» PAGE EXTRACT
The dataset includes hotels across Austrian cities with data on occupancy, pricing, tourism statistics, and economic indicators.

### Files

All files are located in the `data/raw/` directory:
  
  | File | Description | Rows | Key Columns |
  |------|-------------|------|------------|
  | `hotels.csv` | Basic hotel information | 200 | `hotel_id` (PK) |
  | `cities.csv` | City information | 10 | `city` (PK) |
  | `monthly_occupancy.csv` | Monthly hotel performance metrics | ~3,800 | `hotel_id`, `month`, `year` |
  | `city_tourism.csv` | Monthly tourism statistics by city | 240 | `city`, `month`, `year` |
  | `economic_indicators.csv` | Monthly economic indicators | 24 | `month`, `year` |
  | `reviews.csv` | Hotel guest reviews | ~1,700 | `review_id` (PK), `hotel_id` (FK) |
  | `amenities.csv` | List of possible hotel amenities | 10 | `amenity_id` (PK) |
  | `hotel_amenities.csv` | Hotel-amenity relationships | ~1,000 | `hotel_id`, `amenity_id` |
  
  ## Schema Details
  
  ### hotels.csv
  Information about individual hotels.

| Column | Type | Description |
  |--------|------|-------------|
  | `hotel_id` | integer | Primary key |
  | `hotel_name` | character | Hotel name |
  | `city` | character | City where hotel is located |
  | `star_rating` | integer | Hotel quality rating (3-5 stars) |
  | `rooms` | integer | Number of rooms in the hotel |
  | `year_built` | integer | Year the hotel was built |
  
  ### cities.csv
  Information about Austrian cities.

| Column | Type | Description |
  |--------|------|-------------|
  | `city` | character | City name (primary key) |
  | `province` | character | Austrian province |
  | `population` | integer | City population |
  | `tourism_rank` | integer | Tourism popularity rank (1 = highest) |
  
  ### monthly_occupancy.csv
  Monthly hotel performance metrics.

| Column | Type | Description |
  |--------|------|-------------|
  | `hotel_id` | integer | Foreign key to hotels.csv |
  | `month` | integer | Month (1-12) |
  | `year` | integer | Year (2023-2024) |
  | `occupancy_rate` | numeric | Percentage of rooms occupied (0.0-1.0) |
  | `avg_daily_rate` | numeric | Average price per night in EUR |
  | `revenue_per_room` | numeric | Revenue per available room (RevPAR) |
  
  ### city_tourism.csv
  Monthly tourism statistics for each city.

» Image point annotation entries
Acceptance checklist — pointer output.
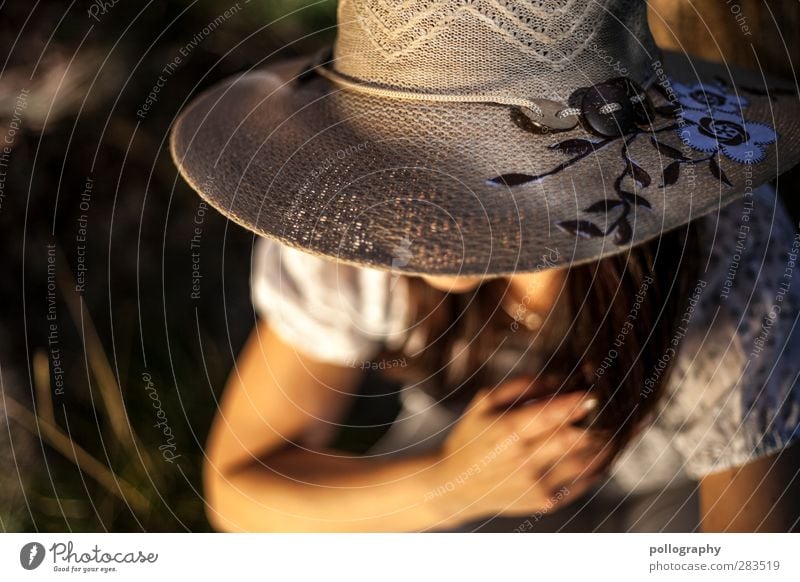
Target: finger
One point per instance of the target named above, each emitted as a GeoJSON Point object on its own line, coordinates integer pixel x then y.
{"type": "Point", "coordinates": [540, 418]}
{"type": "Point", "coordinates": [576, 466]}
{"type": "Point", "coordinates": [515, 392]}
{"type": "Point", "coordinates": [580, 487]}
{"type": "Point", "coordinates": [511, 391]}
{"type": "Point", "coordinates": [480, 401]}
{"type": "Point", "coordinates": [566, 441]}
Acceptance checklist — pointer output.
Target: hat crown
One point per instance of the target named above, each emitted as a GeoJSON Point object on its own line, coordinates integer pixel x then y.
{"type": "Point", "coordinates": [525, 48]}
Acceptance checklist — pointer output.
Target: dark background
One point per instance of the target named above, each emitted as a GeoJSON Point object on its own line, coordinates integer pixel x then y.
{"type": "Point", "coordinates": [87, 458]}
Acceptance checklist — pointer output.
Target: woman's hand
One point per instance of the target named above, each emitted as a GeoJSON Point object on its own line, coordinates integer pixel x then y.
{"type": "Point", "coordinates": [514, 460]}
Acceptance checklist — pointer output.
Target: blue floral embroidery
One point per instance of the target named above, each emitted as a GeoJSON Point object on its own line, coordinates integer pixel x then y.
{"type": "Point", "coordinates": [709, 97]}
{"type": "Point", "coordinates": [740, 140]}
{"type": "Point", "coordinates": [717, 126]}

» REQUIRED TASKS
1 > Answer these from the hotel dataset page:
(a) How many rows does `cities.csv` contain?
(b) What range of stars can a hotel's quality rating take?
(c) In what currency is the average price per night given?
2 > Reproduce the hotel dataset page from "### monthly_occupancy.csv" up to and including "for each city.".
3 > Go on with the hotel dataset page, starting after its last line.

» RESULTS IN ORDER
1 >
(a) 10
(b) 3 to 5 stars
(c) EUR

2 >
### monthly_occupancy.csv
  Monthly hotel performance metrics.

| Column | Type | Description |
  |--------|------|-------------|
  | `hotel_id` | integer | Foreign key to hotels.csv |
  | `month` | integer | Month (1-12) |
  | `year` | integer | Year (2023-2024) |
  | `occupancy_rate` | numeric | Percentage of rooms occupied (0.0-1.0) |
  | `avg_daily_rate` | numeric | Average price per night in EUR |
  | `revenue_per_room` | numeric | Revenue per available room (RevPAR) |
  
  ### city_tourism.csv
  Monthly tourism statistics for each city.

3 >
| Column | Type | Description |
  |--------|------|-------------|
  | `city` | character | City name |
  | `month` | integer | Month (1-12) |
  | `year` | integer | Year (2023-2024) |
  | `tourist_arrivals` | integer | Number of tourists arriving |
  | `event_days` | integer | Number of event days in the month |
  | `avg_stay_length` | numeric | Average length of stay in days |
  
  ### economic_indicators.csv
  Monthly economic indicators for Austria.

| Column | Type | Description |
  |--------|------|-------------|
  | `month` | integer | Month (1-12) |
  | `year` | integer | Year (2023-2024) |
  | `inflation_rate` | numeric | Monthly inflation rate (decimal) |
  | `unemployment` | numeric | Unemployment rate (decimal) |
  | `consumer_confidence` | numeric | Consumer confidence index |
  
  ### reviews.csv
  Hotel guest reviews.

| Column | Type | Description |
  |--------|------|-------------|
  | `review_id` | integer | Primary key |
  | `hotel_id` | integer | Foreign key to hotels.csv |
  | `rating` | numeric | Rating (1.0-5.0) |
  | `review_date` | date | Date of the review |
  
  ### amenities.csv
  List of possible hotel amenities.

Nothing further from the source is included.